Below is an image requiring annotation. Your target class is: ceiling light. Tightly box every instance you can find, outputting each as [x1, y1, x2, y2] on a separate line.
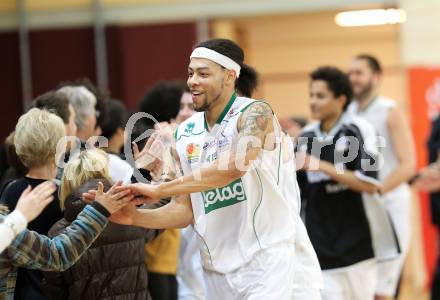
[335, 8, 407, 27]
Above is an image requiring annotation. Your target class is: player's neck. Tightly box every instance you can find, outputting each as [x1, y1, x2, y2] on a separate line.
[205, 90, 235, 129]
[321, 112, 343, 133]
[357, 90, 378, 111]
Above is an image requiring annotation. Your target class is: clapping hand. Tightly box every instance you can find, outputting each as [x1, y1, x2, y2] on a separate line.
[15, 181, 56, 223]
[132, 133, 164, 176]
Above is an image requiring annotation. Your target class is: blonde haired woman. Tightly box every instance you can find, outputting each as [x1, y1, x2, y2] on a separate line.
[44, 148, 162, 300]
[0, 181, 55, 254]
[1, 108, 66, 300]
[59, 148, 110, 209]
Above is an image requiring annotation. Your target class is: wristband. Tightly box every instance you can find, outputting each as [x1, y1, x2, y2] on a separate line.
[3, 210, 27, 235]
[91, 201, 111, 218]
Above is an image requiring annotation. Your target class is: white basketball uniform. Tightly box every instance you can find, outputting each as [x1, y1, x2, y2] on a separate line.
[348, 96, 412, 296]
[174, 93, 322, 299]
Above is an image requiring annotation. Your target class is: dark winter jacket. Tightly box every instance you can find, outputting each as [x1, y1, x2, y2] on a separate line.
[43, 179, 164, 300]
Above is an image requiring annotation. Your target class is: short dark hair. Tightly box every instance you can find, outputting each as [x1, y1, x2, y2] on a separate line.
[139, 80, 187, 125]
[310, 66, 353, 110]
[128, 119, 153, 151]
[101, 98, 129, 140]
[355, 54, 382, 74]
[195, 38, 259, 97]
[31, 91, 71, 124]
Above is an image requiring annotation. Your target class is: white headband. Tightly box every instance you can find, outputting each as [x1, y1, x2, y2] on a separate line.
[190, 47, 241, 78]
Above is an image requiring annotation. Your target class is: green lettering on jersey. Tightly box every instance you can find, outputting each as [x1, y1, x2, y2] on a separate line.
[202, 178, 247, 214]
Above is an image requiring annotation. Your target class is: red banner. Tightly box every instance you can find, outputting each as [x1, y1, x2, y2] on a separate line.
[408, 67, 440, 285]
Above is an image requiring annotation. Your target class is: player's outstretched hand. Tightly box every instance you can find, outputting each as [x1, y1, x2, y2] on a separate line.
[15, 181, 56, 223]
[109, 202, 138, 225]
[124, 183, 161, 204]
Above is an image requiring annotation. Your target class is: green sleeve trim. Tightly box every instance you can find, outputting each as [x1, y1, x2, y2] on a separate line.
[215, 92, 237, 124]
[173, 127, 178, 141]
[276, 144, 282, 185]
[253, 169, 263, 249]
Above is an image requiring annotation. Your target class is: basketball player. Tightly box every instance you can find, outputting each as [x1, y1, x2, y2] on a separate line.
[114, 38, 323, 299]
[347, 54, 416, 300]
[296, 66, 387, 300]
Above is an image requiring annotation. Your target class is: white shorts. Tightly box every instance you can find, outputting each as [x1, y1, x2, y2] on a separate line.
[177, 226, 206, 300]
[376, 187, 412, 296]
[376, 257, 405, 297]
[203, 243, 321, 300]
[322, 259, 377, 300]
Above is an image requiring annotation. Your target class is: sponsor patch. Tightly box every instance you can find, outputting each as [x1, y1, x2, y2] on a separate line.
[202, 178, 247, 214]
[186, 143, 200, 164]
[203, 139, 217, 150]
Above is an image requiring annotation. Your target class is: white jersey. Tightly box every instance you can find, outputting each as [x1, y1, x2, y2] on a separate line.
[348, 96, 413, 295]
[347, 96, 410, 197]
[175, 94, 321, 286]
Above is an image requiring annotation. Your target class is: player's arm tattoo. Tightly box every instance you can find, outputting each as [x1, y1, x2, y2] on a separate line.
[237, 102, 273, 151]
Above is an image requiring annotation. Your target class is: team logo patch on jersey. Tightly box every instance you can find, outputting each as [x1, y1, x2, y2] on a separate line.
[186, 143, 200, 164]
[202, 178, 247, 214]
[185, 122, 195, 134]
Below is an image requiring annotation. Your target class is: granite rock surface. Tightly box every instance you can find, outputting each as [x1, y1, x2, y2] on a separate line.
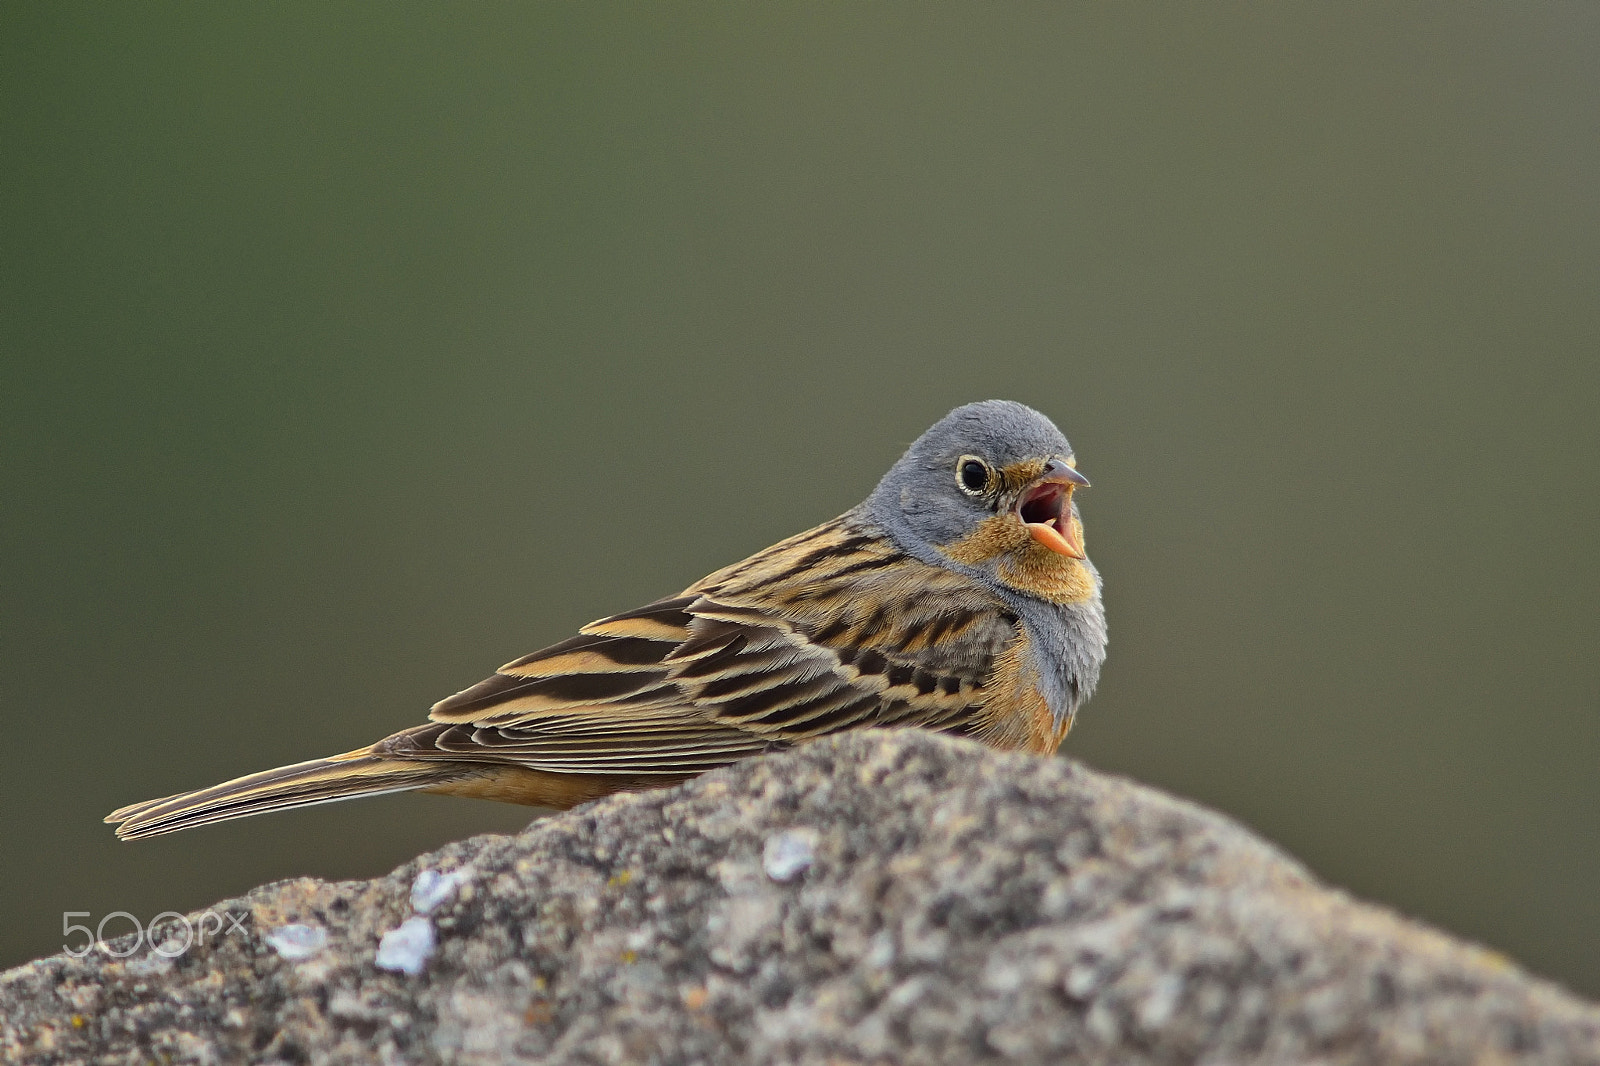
[4, 730, 1599, 1064]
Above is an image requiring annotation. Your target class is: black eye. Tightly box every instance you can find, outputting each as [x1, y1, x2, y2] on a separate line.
[957, 456, 991, 495]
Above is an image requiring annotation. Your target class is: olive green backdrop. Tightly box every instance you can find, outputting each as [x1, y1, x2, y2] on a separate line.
[5, 6, 1598, 993]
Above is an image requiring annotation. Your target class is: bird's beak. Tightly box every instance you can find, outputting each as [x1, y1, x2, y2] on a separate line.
[1016, 459, 1089, 558]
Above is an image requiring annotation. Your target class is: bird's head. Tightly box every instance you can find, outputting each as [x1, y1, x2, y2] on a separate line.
[864, 400, 1098, 605]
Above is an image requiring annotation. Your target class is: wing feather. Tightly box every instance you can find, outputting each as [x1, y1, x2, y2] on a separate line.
[411, 515, 1018, 776]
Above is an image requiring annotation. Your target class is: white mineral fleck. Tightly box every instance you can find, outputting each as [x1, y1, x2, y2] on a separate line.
[375, 916, 435, 975]
[1138, 973, 1185, 1030]
[762, 828, 817, 882]
[264, 923, 328, 961]
[410, 866, 470, 914]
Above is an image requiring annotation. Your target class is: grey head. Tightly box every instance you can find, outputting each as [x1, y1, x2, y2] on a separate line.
[861, 399, 1085, 574]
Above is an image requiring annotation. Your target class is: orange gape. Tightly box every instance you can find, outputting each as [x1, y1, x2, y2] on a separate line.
[108, 400, 1106, 840]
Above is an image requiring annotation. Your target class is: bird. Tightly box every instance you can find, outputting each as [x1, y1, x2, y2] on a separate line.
[107, 400, 1106, 840]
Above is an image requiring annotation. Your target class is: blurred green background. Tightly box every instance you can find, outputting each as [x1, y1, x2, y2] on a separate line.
[4, 5, 1598, 993]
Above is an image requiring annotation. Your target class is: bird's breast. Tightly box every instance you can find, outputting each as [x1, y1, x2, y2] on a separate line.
[973, 628, 1075, 754]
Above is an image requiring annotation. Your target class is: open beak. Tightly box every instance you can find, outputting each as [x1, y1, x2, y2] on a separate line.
[1016, 458, 1089, 558]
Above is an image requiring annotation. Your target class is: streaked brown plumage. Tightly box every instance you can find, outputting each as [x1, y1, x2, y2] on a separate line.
[107, 401, 1106, 839]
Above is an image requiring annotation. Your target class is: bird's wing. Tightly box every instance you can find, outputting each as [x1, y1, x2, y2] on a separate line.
[398, 516, 1019, 775]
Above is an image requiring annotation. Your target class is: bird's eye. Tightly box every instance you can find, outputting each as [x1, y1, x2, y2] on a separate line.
[956, 456, 991, 496]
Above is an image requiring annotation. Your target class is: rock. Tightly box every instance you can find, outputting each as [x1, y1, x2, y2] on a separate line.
[3, 729, 1599, 1064]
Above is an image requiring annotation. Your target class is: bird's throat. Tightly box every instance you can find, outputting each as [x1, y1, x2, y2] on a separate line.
[941, 515, 1096, 605]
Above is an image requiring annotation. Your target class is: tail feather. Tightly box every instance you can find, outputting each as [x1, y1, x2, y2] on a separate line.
[105, 749, 466, 840]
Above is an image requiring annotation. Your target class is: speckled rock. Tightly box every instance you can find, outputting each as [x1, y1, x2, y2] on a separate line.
[4, 730, 1599, 1064]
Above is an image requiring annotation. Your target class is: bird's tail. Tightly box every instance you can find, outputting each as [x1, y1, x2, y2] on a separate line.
[105, 748, 467, 841]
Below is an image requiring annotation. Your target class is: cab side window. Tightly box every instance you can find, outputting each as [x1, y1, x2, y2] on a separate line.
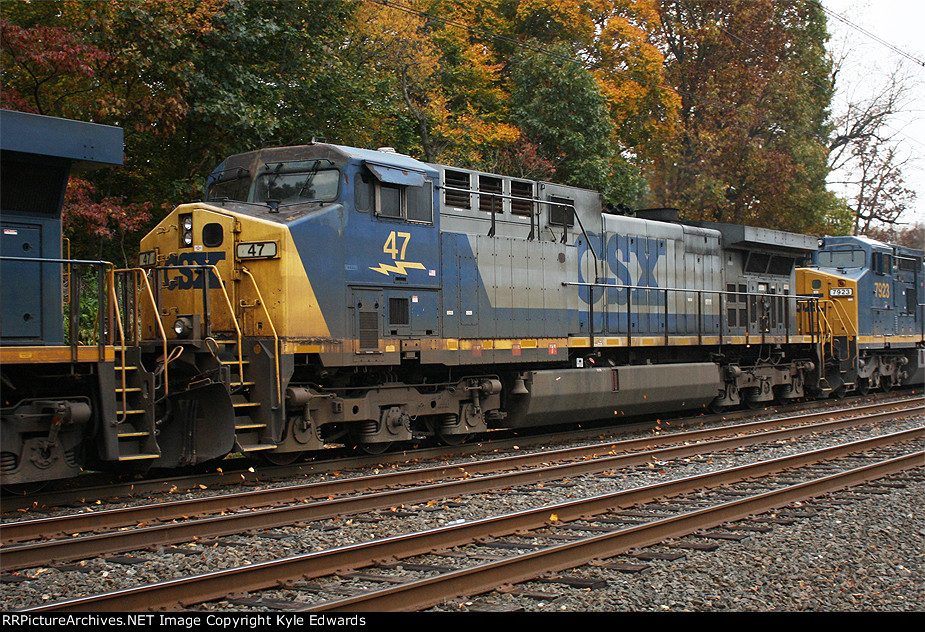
------------------------
All that is needed is an exact copy of the lines from the line with "is: bird's tail." through the end of the listing, both ends included, with no pictures.

Above is an image requiring annotation. Your target class is: bird's tail. Tightly box every instance you can find, outputting each as [x1, y1, x2, y2] on a separate line.
[105, 748, 467, 841]
Below is an image requiring annotation. Your target class is: cab side window. Tightly box every instance you can find, outputting each as [x1, y1, x2, y2] on a separate line.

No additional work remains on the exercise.